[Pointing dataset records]
— Start —

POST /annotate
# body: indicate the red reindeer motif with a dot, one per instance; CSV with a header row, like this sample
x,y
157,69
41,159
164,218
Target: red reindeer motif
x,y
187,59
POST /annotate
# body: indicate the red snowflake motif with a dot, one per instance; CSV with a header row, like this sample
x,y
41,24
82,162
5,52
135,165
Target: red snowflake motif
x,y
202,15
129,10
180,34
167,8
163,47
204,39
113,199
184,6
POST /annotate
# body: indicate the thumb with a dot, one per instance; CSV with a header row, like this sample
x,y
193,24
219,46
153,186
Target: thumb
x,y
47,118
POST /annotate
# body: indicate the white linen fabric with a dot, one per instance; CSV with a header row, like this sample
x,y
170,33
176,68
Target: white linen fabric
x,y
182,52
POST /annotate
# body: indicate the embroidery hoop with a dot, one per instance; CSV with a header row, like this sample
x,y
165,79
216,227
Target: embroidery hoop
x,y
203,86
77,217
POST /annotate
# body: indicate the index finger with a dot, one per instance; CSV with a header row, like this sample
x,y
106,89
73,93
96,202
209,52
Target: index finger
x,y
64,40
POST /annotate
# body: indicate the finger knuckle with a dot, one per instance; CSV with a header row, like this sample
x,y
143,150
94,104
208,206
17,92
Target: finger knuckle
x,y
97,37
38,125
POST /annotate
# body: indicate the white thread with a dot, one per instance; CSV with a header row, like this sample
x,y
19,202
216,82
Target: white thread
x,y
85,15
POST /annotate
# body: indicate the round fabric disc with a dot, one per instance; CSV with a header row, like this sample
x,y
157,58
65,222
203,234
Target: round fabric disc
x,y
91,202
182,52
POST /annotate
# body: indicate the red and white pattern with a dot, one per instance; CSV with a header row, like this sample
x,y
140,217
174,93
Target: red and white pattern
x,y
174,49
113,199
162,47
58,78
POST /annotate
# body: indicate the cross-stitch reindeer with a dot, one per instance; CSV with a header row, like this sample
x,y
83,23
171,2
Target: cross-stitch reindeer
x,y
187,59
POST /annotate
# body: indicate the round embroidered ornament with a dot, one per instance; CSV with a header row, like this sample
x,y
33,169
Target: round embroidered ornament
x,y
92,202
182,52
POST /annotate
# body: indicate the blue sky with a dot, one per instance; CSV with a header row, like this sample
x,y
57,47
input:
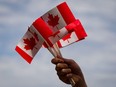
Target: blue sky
x,y
96,54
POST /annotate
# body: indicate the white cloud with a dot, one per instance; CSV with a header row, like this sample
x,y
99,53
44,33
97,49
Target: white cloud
x,y
96,55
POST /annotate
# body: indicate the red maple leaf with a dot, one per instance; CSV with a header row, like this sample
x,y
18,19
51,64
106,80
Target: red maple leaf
x,y
53,21
67,37
34,34
30,43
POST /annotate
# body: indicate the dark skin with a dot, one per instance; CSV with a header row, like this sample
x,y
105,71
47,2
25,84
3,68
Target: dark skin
x,y
68,69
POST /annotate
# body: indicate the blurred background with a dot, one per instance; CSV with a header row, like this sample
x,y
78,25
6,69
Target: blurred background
x,y
96,54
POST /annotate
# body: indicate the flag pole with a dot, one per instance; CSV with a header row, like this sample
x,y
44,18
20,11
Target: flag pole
x,y
56,48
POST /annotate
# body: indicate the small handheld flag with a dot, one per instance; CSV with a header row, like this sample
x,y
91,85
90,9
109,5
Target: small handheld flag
x,y
55,29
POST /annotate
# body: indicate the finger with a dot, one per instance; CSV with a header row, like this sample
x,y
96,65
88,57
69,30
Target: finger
x,y
63,72
57,60
66,71
60,66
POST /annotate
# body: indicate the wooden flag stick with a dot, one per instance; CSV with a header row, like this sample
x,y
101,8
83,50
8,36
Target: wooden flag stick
x,y
56,48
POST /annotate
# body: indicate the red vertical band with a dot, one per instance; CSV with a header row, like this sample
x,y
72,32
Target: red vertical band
x,y
24,55
66,13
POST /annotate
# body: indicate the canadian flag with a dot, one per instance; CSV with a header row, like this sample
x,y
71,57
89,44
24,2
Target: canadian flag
x,y
56,26
59,17
30,44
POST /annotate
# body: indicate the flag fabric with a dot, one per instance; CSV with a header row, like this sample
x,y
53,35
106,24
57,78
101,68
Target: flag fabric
x,y
29,44
56,26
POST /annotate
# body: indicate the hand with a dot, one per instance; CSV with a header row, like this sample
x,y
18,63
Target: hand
x,y
67,69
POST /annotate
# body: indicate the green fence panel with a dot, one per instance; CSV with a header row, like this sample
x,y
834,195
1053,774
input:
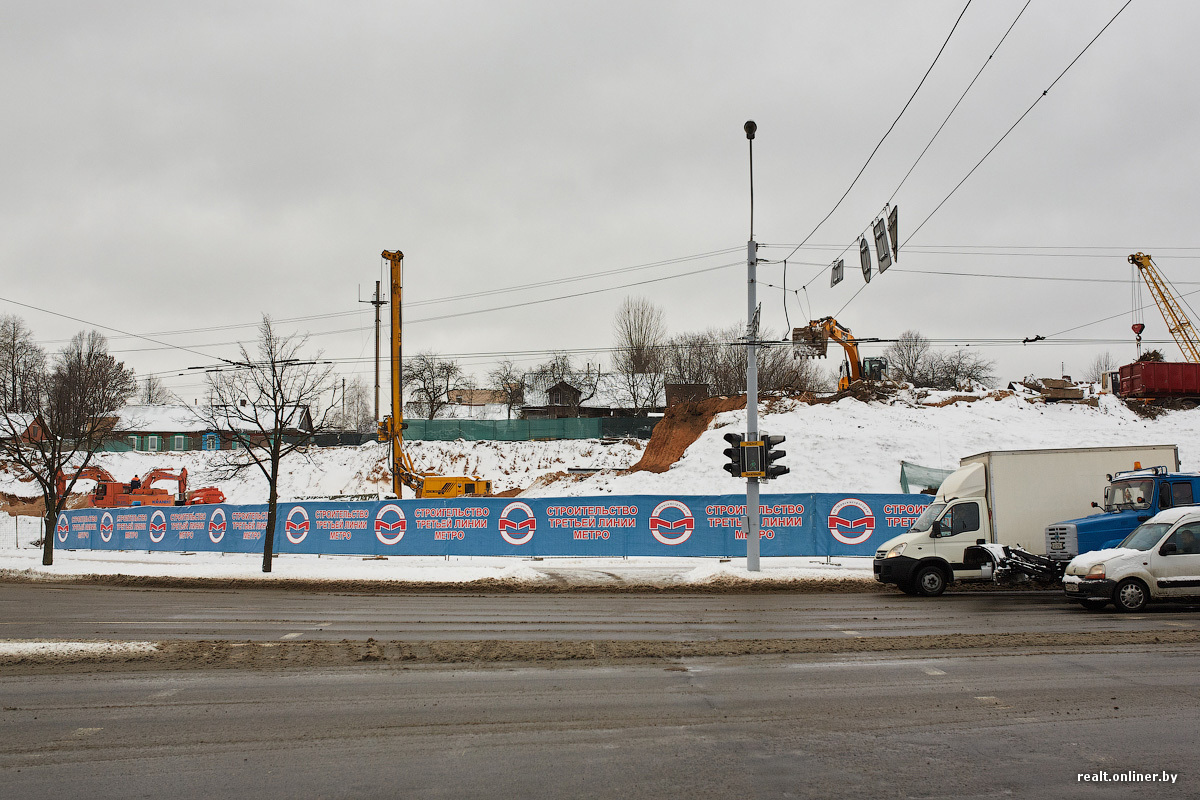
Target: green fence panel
x,y
527,429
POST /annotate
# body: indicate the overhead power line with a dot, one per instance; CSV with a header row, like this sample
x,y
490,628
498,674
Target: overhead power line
x,y
886,133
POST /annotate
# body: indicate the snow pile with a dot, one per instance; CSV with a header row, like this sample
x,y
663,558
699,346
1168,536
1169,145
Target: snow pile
x,y
853,446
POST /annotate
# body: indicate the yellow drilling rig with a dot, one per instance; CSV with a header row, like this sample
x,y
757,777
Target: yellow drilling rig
x,y
391,428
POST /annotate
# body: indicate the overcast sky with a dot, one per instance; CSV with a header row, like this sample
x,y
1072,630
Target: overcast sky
x,y
177,167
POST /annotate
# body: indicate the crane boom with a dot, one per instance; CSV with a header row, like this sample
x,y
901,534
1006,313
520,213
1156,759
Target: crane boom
x,y
1177,322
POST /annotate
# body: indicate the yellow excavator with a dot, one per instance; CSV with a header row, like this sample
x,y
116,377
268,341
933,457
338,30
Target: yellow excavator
x,y
811,342
391,428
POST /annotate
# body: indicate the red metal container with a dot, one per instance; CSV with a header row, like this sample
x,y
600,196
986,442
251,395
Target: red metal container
x,y
1161,379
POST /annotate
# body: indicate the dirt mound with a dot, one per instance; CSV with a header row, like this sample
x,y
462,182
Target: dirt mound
x,y
681,426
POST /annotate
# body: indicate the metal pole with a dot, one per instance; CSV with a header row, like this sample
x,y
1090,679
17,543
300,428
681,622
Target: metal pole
x,y
751,370
751,405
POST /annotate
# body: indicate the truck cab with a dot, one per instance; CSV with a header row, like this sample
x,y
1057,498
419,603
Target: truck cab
x,y
1132,498
930,554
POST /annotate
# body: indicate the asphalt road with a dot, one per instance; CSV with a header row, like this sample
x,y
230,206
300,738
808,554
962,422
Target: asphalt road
x,y
83,612
969,726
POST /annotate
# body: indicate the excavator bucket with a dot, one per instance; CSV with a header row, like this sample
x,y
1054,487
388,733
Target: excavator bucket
x,y
809,342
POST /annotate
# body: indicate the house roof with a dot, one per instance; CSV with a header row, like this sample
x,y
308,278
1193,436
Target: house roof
x,y
612,391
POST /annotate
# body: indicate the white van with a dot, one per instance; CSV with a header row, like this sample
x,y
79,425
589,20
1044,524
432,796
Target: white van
x,y
1158,561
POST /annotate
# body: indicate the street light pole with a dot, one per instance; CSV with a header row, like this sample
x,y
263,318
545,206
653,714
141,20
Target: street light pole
x,y
753,519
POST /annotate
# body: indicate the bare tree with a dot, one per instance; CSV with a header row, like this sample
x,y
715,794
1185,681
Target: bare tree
x,y
639,352
70,411
21,362
264,403
912,359
354,411
959,368
153,392
431,379
510,382
909,358
1101,366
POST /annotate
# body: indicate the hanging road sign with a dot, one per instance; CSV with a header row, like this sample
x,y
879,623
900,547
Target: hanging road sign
x,y
881,245
893,218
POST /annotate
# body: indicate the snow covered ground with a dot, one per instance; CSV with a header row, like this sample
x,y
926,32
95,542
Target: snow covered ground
x,y
845,446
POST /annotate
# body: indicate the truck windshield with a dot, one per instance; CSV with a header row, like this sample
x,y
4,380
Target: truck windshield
x,y
1123,495
925,521
1145,536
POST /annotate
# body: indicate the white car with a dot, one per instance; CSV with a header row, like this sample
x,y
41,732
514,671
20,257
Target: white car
x,y
1158,561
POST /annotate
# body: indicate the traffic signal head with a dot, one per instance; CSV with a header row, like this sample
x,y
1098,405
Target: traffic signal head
x,y
773,469
733,452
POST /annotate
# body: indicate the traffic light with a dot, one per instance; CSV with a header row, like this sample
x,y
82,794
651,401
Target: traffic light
x,y
733,452
773,469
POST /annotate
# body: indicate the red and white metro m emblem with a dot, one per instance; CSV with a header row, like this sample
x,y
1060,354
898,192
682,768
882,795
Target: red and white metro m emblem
x,y
517,517
295,527
852,528
216,525
157,527
390,524
671,531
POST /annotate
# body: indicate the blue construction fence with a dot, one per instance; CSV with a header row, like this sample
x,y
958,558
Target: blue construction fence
x,y
610,525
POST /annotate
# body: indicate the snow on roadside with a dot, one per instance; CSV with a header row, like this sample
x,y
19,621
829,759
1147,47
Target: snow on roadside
x,y
37,650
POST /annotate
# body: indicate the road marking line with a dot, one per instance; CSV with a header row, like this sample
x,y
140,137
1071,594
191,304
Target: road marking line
x,y
994,702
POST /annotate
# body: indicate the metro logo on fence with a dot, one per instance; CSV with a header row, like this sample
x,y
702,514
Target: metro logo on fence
x,y
517,516
295,525
851,521
627,525
390,518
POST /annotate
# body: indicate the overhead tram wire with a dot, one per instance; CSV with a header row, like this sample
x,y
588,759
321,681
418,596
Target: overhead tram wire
x,y
109,328
911,97
1005,136
1012,127
922,155
982,67
449,298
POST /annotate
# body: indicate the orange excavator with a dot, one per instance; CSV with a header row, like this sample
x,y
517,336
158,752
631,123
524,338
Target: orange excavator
x,y
111,493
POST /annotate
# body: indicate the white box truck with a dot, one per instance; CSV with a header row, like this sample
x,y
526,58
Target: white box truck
x,y
1005,497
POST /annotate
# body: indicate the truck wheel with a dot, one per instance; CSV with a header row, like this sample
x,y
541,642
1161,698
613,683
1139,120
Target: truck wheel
x,y
1131,596
930,581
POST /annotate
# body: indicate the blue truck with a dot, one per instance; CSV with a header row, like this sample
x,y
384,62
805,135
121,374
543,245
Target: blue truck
x,y
1132,498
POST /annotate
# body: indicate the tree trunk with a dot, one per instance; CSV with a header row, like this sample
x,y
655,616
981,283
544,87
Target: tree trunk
x,y
48,523
269,534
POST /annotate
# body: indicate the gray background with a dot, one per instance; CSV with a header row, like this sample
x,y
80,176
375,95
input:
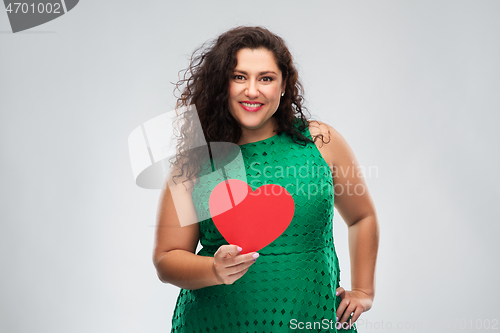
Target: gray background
x,y
412,85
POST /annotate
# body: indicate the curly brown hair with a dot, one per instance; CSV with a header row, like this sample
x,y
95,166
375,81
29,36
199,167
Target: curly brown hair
x,y
206,86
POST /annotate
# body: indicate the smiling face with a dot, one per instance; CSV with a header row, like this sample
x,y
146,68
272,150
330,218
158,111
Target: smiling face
x,y
254,91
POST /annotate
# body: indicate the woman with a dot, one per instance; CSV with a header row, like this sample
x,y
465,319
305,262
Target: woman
x,y
246,91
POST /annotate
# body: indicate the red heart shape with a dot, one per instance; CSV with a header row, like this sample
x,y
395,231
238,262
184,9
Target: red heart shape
x,y
251,220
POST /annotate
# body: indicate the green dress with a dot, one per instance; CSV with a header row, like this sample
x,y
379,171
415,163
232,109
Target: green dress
x,y
292,284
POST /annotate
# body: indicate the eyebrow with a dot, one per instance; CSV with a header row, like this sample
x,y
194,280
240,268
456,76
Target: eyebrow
x,y
261,73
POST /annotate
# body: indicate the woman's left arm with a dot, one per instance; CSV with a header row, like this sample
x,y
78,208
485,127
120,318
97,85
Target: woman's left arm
x,y
355,205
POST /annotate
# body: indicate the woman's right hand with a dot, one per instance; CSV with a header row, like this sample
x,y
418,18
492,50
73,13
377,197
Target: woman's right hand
x,y
230,265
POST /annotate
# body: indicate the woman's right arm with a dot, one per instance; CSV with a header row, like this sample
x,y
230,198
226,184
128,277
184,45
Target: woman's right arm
x,y
175,245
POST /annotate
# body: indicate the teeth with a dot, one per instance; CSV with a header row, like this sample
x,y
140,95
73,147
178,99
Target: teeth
x,y
251,105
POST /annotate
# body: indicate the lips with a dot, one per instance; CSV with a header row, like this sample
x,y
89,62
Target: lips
x,y
251,106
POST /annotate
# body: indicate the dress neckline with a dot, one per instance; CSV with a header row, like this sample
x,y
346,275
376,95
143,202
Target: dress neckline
x,y
259,141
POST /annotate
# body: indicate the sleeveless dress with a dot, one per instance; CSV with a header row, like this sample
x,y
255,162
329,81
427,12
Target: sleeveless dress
x,y
291,286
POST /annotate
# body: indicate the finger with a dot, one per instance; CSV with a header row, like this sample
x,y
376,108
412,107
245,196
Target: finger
x,y
228,251
340,292
347,312
238,268
238,275
242,258
341,310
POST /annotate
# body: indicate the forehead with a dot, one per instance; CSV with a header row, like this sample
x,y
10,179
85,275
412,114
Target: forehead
x,y
256,60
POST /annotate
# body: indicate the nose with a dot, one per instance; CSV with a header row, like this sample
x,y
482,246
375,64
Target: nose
x,y
252,90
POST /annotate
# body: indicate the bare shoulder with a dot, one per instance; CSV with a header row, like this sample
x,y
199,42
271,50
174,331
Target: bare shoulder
x,y
328,140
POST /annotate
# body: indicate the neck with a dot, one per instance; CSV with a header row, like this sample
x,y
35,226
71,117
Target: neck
x,y
262,133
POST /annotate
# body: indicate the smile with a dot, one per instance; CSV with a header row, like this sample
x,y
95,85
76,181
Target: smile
x,y
252,107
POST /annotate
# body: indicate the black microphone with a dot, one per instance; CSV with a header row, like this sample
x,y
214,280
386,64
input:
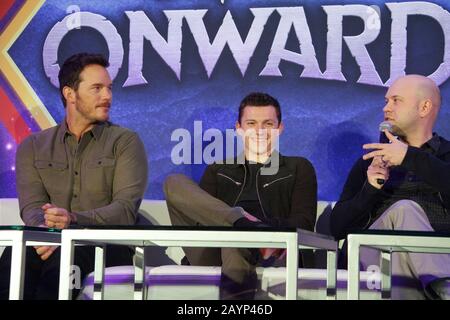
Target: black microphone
x,y
385,125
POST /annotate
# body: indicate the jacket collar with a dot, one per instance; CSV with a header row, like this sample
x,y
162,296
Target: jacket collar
x,y
234,162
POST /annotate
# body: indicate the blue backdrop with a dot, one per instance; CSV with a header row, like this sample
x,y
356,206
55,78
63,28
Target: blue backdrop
x,y
326,121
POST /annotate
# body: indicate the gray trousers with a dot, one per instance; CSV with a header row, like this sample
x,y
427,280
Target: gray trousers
x,y
189,205
411,272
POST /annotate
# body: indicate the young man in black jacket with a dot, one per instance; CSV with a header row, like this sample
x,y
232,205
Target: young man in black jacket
x,y
247,194
403,185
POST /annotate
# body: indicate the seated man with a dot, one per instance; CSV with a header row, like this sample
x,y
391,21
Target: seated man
x,y
242,195
84,171
403,185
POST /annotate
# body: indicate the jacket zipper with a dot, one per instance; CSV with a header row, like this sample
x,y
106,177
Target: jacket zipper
x,y
257,193
236,182
269,183
243,185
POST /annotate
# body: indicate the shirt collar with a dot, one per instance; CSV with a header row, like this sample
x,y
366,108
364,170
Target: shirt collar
x,y
96,130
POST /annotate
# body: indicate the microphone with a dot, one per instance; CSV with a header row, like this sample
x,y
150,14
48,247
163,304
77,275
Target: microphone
x,y
385,125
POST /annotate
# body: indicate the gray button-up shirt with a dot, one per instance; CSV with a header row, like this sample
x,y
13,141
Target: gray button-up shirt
x,y
101,179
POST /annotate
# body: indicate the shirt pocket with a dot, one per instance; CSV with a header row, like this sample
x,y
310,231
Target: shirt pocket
x,y
54,175
99,175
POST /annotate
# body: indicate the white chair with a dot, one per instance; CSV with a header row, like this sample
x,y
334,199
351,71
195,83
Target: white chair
x,y
166,279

— End —

**Written exercise:** Return every line of the records that contains the word "orange". Case counts, so a line only matches if the capital and small letters are the same.

**Output:**
# body: indicate the orange excavator with a dot, one per instance; CSV with a header row, like this sample
Target: orange excavator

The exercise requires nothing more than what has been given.